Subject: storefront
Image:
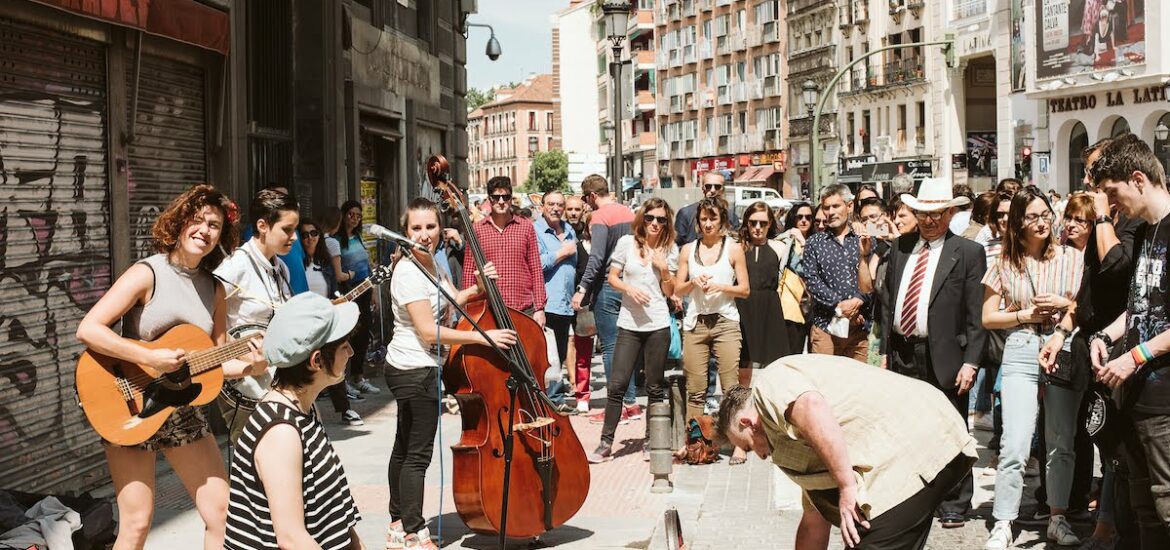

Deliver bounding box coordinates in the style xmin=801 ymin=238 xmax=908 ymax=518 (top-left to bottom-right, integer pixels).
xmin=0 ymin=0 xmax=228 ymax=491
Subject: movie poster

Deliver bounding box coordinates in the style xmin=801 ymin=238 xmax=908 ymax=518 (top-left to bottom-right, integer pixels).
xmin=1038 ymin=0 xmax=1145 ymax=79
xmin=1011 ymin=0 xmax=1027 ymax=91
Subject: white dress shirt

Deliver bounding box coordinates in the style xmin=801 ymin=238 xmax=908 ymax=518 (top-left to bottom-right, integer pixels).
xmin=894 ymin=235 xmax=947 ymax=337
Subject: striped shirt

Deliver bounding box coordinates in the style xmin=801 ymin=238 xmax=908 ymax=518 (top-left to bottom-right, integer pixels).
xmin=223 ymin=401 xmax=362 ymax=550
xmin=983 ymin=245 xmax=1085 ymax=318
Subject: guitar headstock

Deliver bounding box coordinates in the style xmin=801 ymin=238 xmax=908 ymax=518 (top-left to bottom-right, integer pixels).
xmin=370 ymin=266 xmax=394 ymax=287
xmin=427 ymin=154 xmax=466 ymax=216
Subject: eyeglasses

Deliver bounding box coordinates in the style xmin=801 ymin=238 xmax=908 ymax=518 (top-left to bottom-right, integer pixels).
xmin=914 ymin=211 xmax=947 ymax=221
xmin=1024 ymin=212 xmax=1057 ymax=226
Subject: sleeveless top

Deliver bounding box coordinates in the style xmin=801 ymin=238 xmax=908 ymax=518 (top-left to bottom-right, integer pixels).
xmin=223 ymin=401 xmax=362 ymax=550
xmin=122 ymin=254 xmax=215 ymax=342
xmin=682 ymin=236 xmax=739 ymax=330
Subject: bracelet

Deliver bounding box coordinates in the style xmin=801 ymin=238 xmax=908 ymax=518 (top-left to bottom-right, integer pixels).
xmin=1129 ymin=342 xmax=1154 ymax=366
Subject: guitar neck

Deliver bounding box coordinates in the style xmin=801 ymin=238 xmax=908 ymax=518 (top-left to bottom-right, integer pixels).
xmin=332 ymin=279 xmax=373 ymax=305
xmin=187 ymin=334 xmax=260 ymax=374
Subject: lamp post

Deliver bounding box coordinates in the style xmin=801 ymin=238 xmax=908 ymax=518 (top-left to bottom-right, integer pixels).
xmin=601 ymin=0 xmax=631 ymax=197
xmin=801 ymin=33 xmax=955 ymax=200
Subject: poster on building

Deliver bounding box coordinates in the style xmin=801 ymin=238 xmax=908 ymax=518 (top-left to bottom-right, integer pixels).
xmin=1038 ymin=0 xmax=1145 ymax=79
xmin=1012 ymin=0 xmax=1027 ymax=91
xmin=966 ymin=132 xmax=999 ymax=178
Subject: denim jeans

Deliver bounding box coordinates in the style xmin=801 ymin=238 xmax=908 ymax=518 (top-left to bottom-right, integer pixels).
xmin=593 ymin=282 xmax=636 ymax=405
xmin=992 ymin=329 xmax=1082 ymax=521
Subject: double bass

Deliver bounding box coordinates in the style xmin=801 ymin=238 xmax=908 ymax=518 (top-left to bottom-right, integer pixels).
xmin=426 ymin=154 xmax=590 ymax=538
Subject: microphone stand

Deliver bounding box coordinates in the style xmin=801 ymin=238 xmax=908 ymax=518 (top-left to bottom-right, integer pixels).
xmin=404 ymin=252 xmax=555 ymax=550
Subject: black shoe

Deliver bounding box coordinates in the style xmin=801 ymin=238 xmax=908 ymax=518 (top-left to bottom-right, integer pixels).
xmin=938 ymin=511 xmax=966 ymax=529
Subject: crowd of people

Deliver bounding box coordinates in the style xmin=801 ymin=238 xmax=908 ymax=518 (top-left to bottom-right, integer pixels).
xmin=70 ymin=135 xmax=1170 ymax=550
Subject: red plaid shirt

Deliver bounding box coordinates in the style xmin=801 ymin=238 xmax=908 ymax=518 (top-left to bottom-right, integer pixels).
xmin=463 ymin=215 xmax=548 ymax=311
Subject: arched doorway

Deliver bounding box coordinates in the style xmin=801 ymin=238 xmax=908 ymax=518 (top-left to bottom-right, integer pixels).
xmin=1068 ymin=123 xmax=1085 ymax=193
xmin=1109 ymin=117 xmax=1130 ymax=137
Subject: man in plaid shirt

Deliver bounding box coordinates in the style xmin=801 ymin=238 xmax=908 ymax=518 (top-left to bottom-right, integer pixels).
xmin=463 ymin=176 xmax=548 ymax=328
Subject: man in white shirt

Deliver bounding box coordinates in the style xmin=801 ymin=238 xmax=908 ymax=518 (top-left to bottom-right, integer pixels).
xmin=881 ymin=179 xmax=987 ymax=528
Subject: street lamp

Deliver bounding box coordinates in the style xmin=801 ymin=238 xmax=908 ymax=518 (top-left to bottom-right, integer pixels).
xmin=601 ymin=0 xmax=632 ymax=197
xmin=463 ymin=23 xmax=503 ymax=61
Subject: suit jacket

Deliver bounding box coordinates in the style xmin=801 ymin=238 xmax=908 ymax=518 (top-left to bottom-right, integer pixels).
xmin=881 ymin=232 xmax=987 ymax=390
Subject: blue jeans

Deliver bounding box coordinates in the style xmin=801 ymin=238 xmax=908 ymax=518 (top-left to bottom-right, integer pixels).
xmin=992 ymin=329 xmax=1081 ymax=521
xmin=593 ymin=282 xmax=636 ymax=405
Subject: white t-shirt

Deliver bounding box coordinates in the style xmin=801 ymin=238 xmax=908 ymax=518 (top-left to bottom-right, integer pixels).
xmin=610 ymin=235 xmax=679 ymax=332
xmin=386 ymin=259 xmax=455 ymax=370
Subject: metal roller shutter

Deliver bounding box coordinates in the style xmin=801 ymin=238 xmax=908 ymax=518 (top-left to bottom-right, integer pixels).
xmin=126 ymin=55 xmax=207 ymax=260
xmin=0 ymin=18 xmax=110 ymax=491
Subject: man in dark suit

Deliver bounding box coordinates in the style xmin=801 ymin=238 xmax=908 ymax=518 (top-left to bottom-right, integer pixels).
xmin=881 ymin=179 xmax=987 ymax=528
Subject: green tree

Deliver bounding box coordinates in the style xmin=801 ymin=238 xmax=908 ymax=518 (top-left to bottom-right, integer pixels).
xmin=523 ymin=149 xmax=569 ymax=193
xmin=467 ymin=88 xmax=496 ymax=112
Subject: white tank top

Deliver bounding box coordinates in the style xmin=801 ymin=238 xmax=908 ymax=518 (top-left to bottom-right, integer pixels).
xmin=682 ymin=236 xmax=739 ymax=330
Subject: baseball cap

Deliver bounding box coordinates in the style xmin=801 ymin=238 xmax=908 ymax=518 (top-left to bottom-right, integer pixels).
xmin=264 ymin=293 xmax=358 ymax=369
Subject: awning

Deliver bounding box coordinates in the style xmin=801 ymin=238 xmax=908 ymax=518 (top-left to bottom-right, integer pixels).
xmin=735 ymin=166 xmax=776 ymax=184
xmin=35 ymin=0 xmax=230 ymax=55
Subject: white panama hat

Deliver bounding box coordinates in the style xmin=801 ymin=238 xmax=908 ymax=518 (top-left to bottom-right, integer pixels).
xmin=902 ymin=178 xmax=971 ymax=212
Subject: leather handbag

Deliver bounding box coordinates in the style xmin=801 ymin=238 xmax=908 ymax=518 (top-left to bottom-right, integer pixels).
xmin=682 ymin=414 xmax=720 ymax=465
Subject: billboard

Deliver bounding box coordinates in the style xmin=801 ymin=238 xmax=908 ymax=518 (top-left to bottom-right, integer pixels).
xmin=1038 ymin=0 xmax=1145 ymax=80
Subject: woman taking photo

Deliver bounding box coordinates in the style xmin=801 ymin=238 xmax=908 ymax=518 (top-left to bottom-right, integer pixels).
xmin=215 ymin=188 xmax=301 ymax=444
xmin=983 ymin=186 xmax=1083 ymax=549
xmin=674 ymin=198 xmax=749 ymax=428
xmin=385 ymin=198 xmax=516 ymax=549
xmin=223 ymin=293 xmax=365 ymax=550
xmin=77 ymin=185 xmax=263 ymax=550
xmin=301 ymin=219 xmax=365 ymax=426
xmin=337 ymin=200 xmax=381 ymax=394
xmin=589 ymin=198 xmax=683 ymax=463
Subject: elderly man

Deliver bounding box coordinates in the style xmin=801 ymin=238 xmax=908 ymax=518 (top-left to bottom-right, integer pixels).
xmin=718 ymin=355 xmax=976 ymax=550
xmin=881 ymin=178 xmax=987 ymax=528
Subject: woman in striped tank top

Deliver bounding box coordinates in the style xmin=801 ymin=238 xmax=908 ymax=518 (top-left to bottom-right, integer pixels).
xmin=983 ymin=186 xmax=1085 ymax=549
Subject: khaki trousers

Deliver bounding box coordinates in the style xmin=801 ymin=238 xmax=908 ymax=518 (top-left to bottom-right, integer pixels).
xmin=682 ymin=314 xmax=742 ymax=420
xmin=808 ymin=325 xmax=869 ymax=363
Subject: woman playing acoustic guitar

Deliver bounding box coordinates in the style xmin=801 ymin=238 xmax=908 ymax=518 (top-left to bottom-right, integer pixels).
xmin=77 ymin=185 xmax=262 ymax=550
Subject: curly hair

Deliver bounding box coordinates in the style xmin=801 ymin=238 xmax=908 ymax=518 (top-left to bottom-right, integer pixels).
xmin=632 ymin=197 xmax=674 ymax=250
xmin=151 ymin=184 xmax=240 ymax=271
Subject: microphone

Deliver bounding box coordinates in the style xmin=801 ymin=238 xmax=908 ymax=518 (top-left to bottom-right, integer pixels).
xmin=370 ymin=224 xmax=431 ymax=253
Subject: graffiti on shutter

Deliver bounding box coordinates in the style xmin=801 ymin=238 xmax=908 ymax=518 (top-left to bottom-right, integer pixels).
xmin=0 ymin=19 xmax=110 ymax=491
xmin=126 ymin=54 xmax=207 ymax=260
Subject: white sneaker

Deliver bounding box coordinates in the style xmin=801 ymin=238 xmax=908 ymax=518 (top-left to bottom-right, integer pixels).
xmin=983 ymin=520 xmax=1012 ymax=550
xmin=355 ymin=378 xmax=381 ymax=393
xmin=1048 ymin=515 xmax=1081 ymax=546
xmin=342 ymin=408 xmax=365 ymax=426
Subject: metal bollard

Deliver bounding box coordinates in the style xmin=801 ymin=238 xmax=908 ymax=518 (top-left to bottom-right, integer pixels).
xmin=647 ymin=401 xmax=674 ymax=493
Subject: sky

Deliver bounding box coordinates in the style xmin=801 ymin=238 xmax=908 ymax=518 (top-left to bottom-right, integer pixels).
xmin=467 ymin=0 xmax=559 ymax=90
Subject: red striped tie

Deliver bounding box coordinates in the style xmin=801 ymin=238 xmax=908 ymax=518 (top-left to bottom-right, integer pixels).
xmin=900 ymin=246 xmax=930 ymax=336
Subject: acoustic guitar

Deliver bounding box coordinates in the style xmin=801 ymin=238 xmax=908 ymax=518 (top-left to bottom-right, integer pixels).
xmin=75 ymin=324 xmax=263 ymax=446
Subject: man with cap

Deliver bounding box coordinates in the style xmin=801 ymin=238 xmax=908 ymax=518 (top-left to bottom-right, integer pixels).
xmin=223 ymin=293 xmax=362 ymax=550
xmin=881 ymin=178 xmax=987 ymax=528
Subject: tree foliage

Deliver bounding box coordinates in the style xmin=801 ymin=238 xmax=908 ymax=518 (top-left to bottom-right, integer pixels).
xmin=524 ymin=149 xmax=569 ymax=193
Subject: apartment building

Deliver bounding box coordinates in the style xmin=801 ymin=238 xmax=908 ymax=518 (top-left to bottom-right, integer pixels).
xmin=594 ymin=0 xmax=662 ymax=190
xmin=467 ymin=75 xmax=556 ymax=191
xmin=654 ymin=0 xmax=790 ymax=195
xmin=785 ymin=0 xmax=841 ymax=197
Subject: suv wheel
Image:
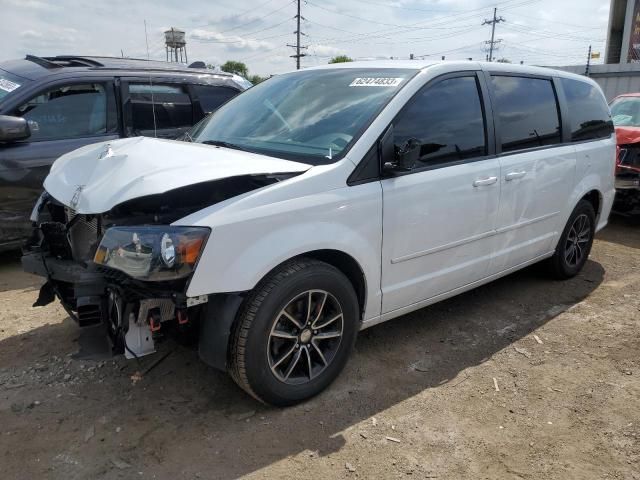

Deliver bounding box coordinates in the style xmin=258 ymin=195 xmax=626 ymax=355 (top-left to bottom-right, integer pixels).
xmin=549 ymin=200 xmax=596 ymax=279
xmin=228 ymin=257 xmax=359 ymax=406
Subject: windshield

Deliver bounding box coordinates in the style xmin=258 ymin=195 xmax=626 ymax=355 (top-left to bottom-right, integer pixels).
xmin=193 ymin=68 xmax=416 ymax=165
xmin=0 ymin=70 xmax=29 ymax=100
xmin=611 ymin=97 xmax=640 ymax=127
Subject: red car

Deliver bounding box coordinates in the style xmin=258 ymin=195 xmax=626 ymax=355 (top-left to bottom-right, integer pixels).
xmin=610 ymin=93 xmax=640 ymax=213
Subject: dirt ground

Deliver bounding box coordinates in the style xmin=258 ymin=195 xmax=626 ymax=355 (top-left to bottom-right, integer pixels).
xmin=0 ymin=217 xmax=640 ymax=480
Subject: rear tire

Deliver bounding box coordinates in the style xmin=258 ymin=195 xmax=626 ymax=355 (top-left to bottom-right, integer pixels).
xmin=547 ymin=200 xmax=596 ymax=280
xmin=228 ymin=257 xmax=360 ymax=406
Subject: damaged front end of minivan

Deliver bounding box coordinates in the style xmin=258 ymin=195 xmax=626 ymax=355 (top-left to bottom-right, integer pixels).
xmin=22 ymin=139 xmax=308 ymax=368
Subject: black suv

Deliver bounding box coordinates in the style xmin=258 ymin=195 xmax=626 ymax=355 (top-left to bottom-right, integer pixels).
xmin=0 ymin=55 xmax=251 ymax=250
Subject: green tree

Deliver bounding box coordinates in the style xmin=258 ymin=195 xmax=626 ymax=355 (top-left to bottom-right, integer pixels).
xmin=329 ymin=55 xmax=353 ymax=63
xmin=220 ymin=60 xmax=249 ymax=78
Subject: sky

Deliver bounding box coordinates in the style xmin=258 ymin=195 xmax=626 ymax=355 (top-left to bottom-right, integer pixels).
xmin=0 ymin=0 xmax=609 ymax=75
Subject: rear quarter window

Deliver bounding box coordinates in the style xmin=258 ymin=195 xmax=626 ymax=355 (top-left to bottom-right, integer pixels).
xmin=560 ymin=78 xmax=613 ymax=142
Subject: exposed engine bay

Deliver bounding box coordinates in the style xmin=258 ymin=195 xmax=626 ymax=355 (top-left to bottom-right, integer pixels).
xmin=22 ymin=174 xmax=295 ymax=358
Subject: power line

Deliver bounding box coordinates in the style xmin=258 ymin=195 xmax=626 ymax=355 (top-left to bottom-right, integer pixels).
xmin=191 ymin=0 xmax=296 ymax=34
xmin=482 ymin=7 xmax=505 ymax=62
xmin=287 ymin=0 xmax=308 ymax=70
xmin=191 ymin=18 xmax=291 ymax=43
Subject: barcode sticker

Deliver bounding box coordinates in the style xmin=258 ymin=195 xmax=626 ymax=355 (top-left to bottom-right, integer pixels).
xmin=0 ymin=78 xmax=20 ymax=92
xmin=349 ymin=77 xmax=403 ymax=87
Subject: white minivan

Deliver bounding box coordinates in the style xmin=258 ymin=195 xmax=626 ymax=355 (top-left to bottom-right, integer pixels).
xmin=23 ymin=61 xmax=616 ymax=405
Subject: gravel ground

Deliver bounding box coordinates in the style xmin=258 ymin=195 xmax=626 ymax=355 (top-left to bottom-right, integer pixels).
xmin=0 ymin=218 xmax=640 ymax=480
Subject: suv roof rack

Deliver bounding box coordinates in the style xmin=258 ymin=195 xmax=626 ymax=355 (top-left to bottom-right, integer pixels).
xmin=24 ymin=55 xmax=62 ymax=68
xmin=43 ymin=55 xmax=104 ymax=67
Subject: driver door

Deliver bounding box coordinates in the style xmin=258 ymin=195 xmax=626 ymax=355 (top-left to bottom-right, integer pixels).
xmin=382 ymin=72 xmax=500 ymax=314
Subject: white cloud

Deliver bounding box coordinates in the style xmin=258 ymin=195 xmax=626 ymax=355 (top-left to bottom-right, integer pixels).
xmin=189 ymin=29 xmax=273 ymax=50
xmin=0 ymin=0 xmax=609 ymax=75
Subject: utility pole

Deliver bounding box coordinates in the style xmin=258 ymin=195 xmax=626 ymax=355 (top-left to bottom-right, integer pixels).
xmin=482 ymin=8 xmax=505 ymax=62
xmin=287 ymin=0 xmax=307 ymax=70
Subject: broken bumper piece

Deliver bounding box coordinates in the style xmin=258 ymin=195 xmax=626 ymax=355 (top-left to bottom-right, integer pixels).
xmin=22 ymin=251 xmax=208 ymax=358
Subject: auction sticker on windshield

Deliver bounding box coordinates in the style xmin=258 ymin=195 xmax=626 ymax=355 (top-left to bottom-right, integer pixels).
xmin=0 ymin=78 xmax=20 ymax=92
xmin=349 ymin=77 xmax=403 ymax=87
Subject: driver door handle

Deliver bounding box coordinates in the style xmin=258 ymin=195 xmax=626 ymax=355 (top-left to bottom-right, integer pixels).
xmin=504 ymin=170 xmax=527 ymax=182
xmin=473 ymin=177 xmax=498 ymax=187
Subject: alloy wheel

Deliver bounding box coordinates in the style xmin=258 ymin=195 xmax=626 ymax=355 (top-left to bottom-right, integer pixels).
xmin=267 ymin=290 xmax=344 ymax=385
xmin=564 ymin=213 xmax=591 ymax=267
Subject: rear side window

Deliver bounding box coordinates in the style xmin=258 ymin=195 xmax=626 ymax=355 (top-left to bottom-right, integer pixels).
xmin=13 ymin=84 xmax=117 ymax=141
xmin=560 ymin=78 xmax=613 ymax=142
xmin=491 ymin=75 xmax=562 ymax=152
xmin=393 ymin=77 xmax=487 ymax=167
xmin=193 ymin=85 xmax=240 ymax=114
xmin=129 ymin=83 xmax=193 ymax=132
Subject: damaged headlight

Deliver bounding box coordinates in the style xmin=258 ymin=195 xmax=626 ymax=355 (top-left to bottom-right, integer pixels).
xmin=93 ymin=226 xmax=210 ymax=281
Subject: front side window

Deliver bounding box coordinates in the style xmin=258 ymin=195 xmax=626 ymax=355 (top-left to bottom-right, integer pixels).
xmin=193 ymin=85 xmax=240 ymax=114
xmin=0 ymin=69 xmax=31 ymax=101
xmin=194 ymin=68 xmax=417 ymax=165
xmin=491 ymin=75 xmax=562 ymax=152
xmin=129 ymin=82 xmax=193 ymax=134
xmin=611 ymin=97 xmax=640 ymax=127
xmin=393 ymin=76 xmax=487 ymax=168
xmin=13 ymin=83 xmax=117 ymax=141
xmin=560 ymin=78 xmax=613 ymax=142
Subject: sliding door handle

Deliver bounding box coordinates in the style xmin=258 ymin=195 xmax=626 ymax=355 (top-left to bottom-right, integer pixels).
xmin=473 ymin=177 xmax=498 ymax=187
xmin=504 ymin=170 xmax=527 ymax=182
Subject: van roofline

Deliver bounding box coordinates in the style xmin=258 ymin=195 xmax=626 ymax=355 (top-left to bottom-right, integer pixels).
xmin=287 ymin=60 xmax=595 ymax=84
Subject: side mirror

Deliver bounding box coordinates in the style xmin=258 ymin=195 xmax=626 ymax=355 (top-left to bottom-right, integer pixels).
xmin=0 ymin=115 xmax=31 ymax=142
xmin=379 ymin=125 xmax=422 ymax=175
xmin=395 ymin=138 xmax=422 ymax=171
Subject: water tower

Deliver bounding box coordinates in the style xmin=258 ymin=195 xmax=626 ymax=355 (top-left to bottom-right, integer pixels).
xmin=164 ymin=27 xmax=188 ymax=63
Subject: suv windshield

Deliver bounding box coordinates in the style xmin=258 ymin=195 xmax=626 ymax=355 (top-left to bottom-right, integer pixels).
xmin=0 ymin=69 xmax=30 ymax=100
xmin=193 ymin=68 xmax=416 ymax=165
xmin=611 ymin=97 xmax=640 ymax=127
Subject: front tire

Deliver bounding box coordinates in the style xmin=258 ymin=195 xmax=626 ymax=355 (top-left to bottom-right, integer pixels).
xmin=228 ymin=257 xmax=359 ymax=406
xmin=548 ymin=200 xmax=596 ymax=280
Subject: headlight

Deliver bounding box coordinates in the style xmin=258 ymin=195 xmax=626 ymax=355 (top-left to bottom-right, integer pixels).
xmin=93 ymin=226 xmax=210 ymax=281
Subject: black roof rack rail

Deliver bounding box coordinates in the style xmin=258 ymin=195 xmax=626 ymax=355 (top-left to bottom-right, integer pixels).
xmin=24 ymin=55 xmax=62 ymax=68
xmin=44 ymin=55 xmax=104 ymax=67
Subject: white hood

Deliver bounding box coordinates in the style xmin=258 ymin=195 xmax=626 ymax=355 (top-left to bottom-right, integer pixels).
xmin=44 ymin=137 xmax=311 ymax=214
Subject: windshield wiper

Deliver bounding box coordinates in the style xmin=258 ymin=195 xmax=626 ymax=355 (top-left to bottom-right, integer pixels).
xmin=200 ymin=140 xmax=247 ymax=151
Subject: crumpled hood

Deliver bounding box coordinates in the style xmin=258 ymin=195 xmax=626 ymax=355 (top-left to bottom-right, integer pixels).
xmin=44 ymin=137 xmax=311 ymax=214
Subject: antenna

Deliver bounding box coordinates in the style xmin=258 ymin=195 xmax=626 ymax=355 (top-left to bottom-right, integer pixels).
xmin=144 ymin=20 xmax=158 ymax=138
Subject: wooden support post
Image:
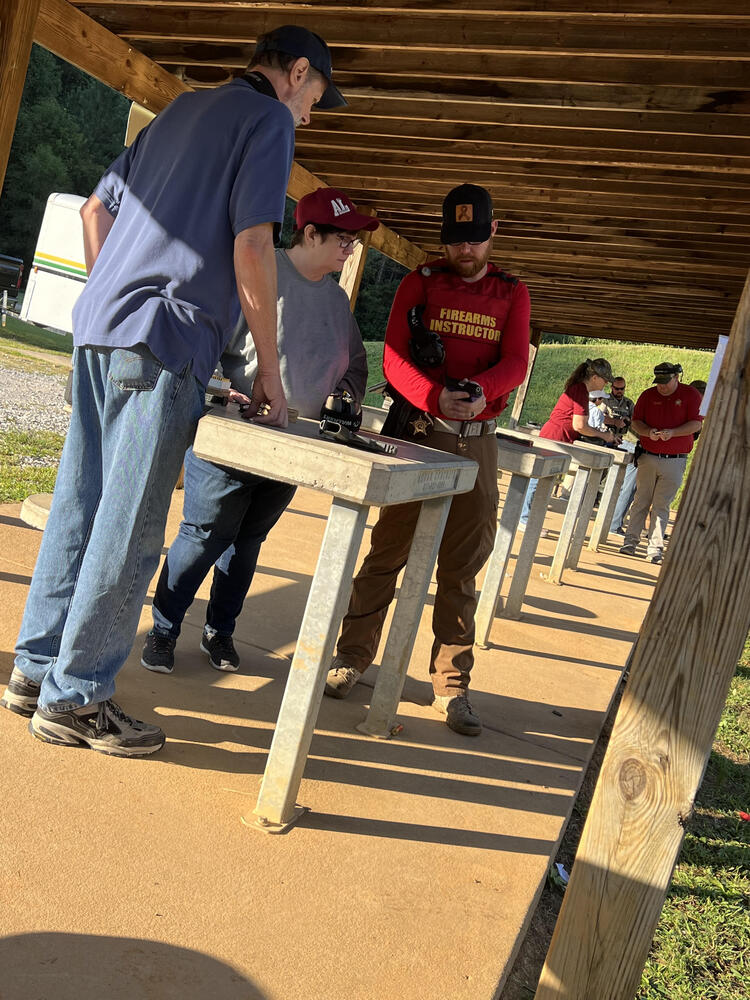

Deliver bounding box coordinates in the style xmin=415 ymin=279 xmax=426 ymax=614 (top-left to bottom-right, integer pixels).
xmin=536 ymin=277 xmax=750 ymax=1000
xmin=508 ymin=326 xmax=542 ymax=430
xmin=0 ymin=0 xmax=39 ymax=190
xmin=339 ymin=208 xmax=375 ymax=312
★ ★ ★ ★ ★ ★ ★
» Prompt:
Copy out the lines of the records from the one holding "Subject: graffiti on shutter" through the one holding "xmin=647 ymin=401 xmax=674 ymax=493", inclusive, reproducing each line verbatim.

» Exercise answer:
Subject: graffiti on shutter

Deliver bounding box coordinates in the style xmin=801 ymin=238 xmax=908 ymax=518 (top-left to bottom-right, integer pixels).
xmin=0 ymin=19 xmax=110 ymax=491
xmin=126 ymin=54 xmax=207 ymax=260
Subject: white sneaker

Deliver bounding box coordinates in the style xmin=801 ymin=238 xmax=908 ymax=518 (top-left to bottom-right, integer pixels).
xmin=983 ymin=520 xmax=1012 ymax=550
xmin=355 ymin=378 xmax=381 ymax=393
xmin=1048 ymin=515 xmax=1081 ymax=546
xmin=342 ymin=408 xmax=365 ymax=426
Subject: metal bollard

Deliver bounding box coordinates in the style xmin=801 ymin=238 xmax=908 ymax=518 (top-left to bottom-right, integer pixels).
xmin=647 ymin=401 xmax=674 ymax=493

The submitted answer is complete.